* [What the task asks]:
Repeat the post about dating as an asexual person word for word, from its first sentence to its last.
[START OF Source document]
After now having had multiple asexual and sexual relationships I've come to a realization today...I truly don't believe I'll ever date a sexual person again. 

I've tried it a couple of times, with people of various sex drives...I used to think that dating a sexual with a low libido would be okay for me, but I've come to realize that even some sex is too much sex for me. 

And it's not the act of sex itself even. It's everything....having to pretend to be into it, having to worry if we're having enough sex, having to worry about keeping my partner satisfied with different positions and variations of sex, having to deal with birth control, having to always be on edge when my partner touches me....

I'm done with compromising. I won't do it again. Not unless I fall madly in love with someone, and I don't see that happening as I identify as essentially aromantic. 

Now that I've dated several aces, while I admit it's much harder to find them and takes a lot more effort....I'll never go back. I'm in an ace relationship now. The difference is incredible. We can hold hands and be side by side watching a movie and I don't have to be terrified that a hug will turn into a proposition for sex. I don't have to pretend I have sexual fantasies and desires. I realized the only relationships I've ever been happy in and sustained for more than two months were asexual ones....my three relationships with sexuals ranged from me being unhappy/bored to completely and utterly miserable.
[END OF Source document]
[START OF Material supplied]
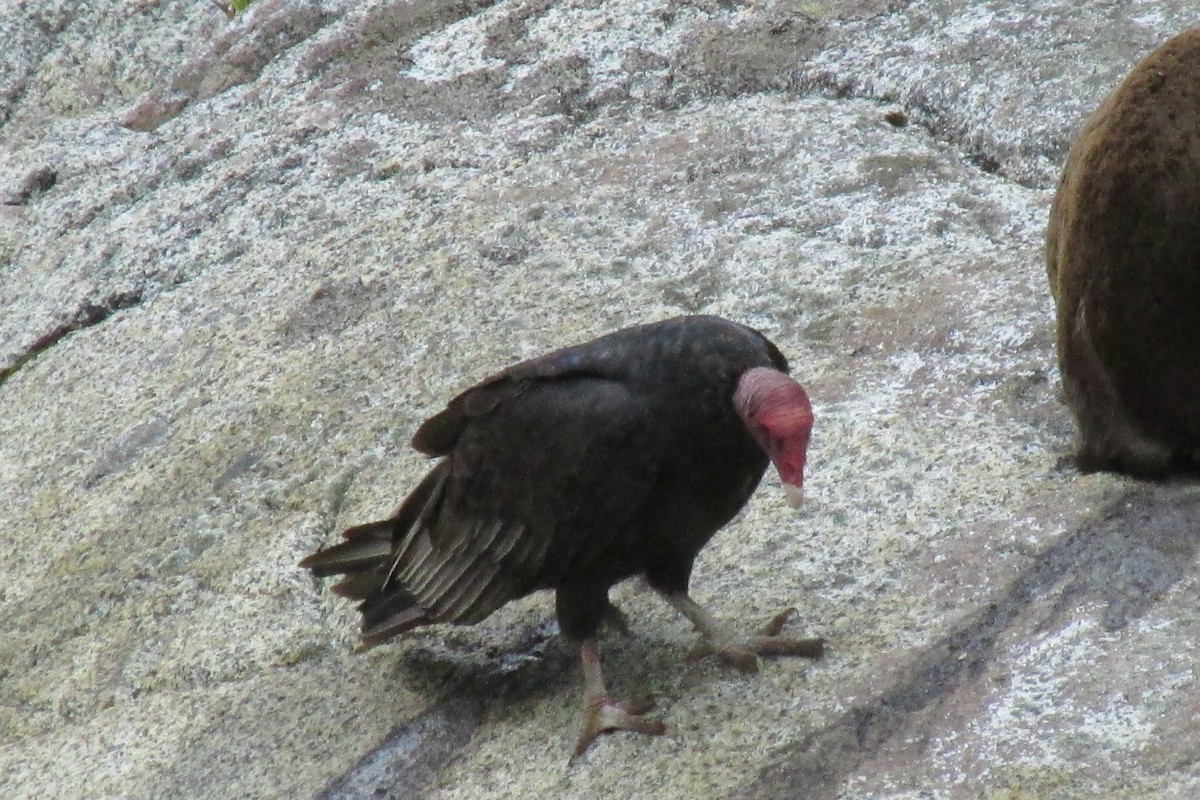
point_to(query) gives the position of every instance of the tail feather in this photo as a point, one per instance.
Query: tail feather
(367, 557)
(388, 615)
(366, 547)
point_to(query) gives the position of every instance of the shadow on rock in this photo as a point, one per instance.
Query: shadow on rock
(1128, 558)
(418, 750)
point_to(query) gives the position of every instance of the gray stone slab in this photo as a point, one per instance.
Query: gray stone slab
(273, 245)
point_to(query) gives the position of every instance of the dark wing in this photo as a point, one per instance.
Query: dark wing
(541, 474)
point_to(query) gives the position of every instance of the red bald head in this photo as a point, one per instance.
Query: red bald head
(777, 411)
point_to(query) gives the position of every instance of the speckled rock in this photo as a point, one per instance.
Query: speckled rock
(241, 259)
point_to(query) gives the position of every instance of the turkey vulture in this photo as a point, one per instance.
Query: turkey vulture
(575, 470)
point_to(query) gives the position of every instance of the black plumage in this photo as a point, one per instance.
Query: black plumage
(575, 470)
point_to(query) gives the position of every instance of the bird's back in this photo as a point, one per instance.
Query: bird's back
(592, 463)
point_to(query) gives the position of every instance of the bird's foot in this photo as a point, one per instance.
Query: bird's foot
(601, 715)
(743, 653)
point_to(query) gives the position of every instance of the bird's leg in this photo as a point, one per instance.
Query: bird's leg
(601, 715)
(742, 651)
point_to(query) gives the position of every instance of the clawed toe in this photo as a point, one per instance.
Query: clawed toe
(604, 716)
(743, 654)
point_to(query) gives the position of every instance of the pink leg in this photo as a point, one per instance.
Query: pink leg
(601, 715)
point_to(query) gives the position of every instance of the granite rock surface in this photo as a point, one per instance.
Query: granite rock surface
(241, 259)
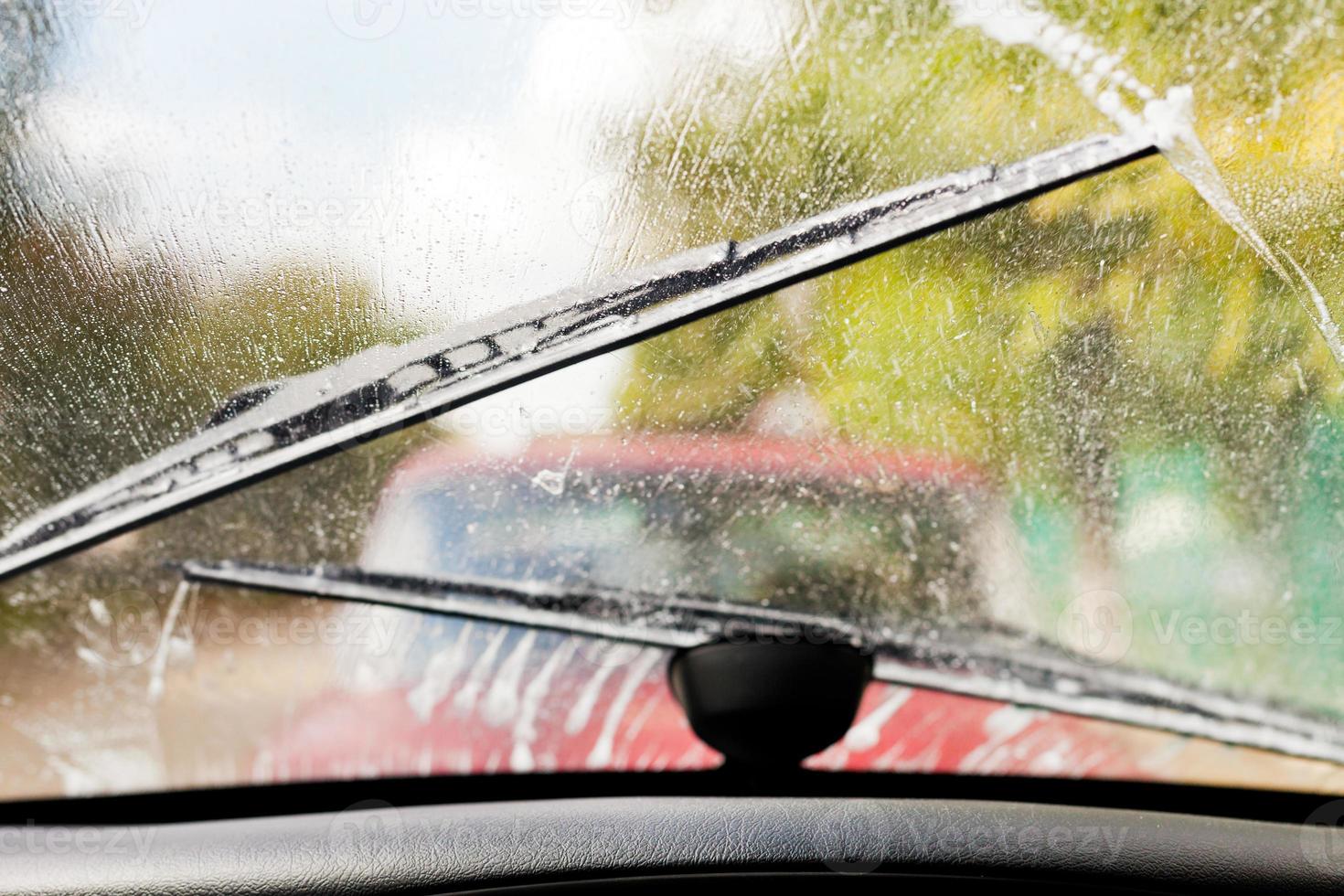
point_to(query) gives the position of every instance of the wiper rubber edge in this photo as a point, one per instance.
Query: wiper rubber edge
(272, 429)
(976, 664)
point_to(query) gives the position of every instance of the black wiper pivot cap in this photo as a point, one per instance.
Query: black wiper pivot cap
(771, 704)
[END OF Material supplied]
* [Complete output]:
After now having had multiple asexual and sexual relationships I've come to a realization today...I truly don't believe I'll ever date a sexual person again. 

I've tried it a couple of times, with people of various sex drives...I used to think that dating a sexual with a low libido would be okay for me, but I've come to realize that even some sex is too much sex for me. 

And it's not the act of sex itself even. It's everything....having to pretend to be into it, having to worry if we're having enough sex, having to worry about keeping my partner satisfied with different positions and variations of sex, having to deal with birth control, having to always be on edge when my partner touches me....

I'm done with compromising. I won't do it again. Not unless I fall madly in love with someone, and I don't see that happening as I identify as essentially aromantic. 

Now that I've dated several aces, while I admit it's much harder to find them and takes a lot more effort....I'll never go back. I'm in an ace relationship now. The difference is incredible. We can hold hands and be side by side watching a movie and I don't have to be terrified that a hug will turn into a proposition for sex. I don't have to pretend I have sexual fantasies and desires. I realized the only relationships I've ever been happy in and sustained for more than two months were asexual ones....my three relationships with sexuals ranged from me being unhappy/bored to completely and utterly miserable.